* **Data provided**:
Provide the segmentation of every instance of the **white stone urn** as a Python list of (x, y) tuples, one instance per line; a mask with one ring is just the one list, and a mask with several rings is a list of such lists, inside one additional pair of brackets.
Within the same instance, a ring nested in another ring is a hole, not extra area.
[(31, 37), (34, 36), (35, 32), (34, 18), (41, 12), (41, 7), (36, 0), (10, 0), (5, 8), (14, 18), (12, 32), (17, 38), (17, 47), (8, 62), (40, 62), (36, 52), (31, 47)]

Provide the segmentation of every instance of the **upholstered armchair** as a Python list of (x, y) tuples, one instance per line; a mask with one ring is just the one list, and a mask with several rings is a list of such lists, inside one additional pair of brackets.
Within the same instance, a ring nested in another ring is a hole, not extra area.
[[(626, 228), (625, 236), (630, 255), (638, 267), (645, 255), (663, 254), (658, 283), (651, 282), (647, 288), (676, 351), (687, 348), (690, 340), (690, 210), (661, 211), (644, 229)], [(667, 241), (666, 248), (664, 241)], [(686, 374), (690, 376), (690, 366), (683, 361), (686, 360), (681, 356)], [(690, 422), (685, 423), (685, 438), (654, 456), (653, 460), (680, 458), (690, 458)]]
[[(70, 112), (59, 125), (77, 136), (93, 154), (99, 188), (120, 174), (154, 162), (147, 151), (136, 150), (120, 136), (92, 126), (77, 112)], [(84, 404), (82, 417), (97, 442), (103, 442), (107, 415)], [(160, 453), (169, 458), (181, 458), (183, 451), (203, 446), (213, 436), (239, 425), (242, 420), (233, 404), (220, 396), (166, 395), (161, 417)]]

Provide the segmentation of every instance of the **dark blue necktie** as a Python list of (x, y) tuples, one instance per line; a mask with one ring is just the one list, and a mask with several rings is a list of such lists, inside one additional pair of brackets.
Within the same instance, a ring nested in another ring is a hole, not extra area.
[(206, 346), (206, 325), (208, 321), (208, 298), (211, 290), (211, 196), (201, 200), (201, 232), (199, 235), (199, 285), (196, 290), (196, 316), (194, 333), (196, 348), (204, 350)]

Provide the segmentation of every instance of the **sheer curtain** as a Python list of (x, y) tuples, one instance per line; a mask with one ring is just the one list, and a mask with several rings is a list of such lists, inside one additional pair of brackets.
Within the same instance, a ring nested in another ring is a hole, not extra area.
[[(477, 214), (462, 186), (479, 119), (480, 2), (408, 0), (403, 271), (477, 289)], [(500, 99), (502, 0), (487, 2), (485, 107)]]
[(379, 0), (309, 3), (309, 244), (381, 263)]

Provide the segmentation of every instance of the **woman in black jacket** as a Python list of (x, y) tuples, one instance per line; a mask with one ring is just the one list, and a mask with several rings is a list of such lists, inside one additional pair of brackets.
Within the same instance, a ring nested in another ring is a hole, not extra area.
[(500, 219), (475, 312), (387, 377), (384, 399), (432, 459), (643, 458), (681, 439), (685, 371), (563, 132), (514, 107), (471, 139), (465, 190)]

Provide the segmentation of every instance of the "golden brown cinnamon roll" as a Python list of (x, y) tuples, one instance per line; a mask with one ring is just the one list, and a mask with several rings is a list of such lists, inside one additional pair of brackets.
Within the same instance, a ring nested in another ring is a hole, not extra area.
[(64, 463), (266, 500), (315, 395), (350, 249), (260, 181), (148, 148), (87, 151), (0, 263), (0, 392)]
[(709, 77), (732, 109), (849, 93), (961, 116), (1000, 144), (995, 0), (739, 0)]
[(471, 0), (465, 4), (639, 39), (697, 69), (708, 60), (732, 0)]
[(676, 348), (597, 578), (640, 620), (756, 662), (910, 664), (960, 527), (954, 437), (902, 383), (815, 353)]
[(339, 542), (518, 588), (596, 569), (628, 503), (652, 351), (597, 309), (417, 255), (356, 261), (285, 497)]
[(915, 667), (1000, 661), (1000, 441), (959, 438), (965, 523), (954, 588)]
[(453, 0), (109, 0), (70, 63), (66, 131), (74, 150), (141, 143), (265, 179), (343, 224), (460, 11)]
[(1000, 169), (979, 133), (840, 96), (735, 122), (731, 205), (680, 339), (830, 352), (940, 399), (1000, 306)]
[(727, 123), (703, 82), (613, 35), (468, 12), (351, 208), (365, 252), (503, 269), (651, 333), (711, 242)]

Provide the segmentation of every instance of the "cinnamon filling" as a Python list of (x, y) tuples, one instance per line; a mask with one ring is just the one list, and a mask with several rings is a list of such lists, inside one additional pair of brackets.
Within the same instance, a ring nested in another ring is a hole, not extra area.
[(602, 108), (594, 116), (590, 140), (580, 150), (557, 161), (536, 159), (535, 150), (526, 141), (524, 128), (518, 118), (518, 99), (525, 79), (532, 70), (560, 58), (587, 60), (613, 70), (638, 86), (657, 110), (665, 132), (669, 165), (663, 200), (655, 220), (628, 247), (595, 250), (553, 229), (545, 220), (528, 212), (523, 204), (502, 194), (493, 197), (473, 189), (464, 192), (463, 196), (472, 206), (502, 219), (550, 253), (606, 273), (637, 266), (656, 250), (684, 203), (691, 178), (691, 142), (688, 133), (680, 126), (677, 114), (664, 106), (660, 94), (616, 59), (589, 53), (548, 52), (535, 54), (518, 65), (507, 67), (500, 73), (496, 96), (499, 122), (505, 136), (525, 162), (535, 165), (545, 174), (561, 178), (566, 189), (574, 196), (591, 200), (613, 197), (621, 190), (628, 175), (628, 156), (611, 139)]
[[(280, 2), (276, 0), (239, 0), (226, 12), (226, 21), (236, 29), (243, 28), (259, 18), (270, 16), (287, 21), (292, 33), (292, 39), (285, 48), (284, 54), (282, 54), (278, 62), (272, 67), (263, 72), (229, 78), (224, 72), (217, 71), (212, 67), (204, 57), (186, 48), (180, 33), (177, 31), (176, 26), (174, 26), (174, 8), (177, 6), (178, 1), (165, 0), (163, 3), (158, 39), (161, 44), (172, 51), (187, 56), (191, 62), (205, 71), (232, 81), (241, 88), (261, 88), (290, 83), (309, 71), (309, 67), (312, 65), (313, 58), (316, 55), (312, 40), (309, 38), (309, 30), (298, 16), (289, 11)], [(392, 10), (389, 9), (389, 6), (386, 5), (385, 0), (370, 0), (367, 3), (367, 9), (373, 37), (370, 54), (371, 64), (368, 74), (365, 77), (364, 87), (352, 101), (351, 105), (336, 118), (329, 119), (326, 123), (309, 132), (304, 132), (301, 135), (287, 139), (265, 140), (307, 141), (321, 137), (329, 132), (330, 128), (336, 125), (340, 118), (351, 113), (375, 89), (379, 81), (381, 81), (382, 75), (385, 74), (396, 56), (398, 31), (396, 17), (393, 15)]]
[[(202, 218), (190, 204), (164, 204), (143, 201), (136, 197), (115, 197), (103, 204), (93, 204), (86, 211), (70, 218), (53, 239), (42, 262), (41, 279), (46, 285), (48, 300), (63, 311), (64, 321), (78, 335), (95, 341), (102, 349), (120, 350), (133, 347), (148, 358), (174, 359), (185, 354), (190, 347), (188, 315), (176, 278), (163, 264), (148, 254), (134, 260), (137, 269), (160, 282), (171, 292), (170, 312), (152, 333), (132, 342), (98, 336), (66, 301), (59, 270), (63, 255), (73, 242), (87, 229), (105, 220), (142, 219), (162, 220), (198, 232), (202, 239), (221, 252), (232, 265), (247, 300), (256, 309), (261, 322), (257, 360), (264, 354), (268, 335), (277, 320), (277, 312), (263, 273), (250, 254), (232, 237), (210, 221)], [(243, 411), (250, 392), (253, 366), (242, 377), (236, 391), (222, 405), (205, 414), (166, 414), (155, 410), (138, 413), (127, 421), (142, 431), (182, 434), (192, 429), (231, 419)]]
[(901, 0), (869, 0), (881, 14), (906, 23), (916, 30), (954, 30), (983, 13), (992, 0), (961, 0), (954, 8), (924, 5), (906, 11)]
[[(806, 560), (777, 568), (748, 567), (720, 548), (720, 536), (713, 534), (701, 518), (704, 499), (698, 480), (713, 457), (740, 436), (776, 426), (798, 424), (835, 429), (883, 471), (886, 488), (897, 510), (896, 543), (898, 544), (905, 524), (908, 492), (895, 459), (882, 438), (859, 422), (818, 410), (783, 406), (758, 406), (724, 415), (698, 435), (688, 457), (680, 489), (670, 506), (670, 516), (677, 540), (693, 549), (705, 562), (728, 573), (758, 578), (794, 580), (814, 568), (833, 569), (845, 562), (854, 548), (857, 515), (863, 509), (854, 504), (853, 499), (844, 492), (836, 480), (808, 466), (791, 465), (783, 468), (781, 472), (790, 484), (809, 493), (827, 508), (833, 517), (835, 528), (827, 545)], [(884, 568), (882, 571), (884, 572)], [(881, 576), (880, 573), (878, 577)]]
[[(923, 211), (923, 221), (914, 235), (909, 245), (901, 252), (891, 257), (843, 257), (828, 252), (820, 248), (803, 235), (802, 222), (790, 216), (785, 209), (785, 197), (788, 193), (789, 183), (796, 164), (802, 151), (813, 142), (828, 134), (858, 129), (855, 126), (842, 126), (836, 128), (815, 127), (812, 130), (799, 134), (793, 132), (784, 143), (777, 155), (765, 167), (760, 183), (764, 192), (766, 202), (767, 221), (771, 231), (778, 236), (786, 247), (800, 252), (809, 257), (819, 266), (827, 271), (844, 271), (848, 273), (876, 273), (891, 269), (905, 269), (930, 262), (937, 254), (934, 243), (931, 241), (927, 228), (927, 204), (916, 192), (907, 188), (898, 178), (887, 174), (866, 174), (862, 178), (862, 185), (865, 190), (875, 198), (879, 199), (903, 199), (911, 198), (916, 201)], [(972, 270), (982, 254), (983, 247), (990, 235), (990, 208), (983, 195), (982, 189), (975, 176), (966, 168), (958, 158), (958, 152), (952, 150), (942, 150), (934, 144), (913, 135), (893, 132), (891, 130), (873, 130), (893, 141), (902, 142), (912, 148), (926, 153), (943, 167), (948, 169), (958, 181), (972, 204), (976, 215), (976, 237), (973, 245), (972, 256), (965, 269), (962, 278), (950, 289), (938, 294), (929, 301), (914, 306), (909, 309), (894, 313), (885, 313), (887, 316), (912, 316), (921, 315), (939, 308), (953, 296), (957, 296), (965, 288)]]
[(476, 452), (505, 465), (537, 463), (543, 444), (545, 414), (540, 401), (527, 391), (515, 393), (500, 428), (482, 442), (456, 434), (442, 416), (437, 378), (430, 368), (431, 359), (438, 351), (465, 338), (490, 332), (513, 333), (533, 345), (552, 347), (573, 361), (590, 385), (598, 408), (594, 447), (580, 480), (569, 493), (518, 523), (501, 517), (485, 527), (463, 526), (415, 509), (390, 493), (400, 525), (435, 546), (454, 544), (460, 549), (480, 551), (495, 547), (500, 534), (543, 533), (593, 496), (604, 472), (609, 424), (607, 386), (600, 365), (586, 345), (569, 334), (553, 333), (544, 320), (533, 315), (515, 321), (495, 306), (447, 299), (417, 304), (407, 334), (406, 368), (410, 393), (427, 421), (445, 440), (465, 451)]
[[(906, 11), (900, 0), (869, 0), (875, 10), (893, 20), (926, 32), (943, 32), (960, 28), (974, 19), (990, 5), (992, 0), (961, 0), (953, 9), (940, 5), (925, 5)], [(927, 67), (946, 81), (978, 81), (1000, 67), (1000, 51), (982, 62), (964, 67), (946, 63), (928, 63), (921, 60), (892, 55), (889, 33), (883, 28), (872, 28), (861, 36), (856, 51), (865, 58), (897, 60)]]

* **Problem description**: Print the lines above without changes, starting with the line that contains "Provide the segmentation of every instance of the **dark" and going on through the line that contains "139), (465, 190)]".

* **Exercise result**:
Provide the segmentation of every instance of the **dark blue necktie** as a Python list of (x, y) tuples, one instance per line; a mask with one ring is just the one list, and a mask with several rings is a list of such lists, inside one additional pair of brackets.
Within the same instance, a ring nested in another ring is a hole, not extra area.
[(206, 346), (206, 325), (208, 321), (208, 298), (211, 290), (211, 196), (201, 200), (201, 232), (199, 235), (199, 285), (196, 290), (196, 316), (194, 333), (196, 348), (204, 350)]

Provide the segmentation of every instance of the **sheer curtain** as a Python list of (x, y) tuples, one instance per line; a mask with one ring is just the one list, and a mask with several rings is a list of such lists, inside one additional pair of brackets.
Within the same instance, a ring nested in another ring is a hole, not extra area.
[[(477, 214), (462, 186), (479, 119), (480, 2), (408, 0), (403, 271), (477, 289)], [(500, 99), (502, 0), (487, 2), (485, 107)]]
[(379, 0), (309, 3), (309, 244), (381, 263)]

Provide the segmentation of every instance of the **woman in black jacket** as a Python list of (x, y) tuples, one instance per line; a mask with one ring is just the one list, and a mask with several rings is a list of such lists, inside one additional pair of brackets.
Within the same instance, a ring nested in another ring is a hole, not extra area.
[(500, 219), (475, 312), (387, 377), (384, 399), (432, 459), (643, 458), (681, 439), (685, 371), (563, 132), (514, 107), (471, 139), (465, 190)]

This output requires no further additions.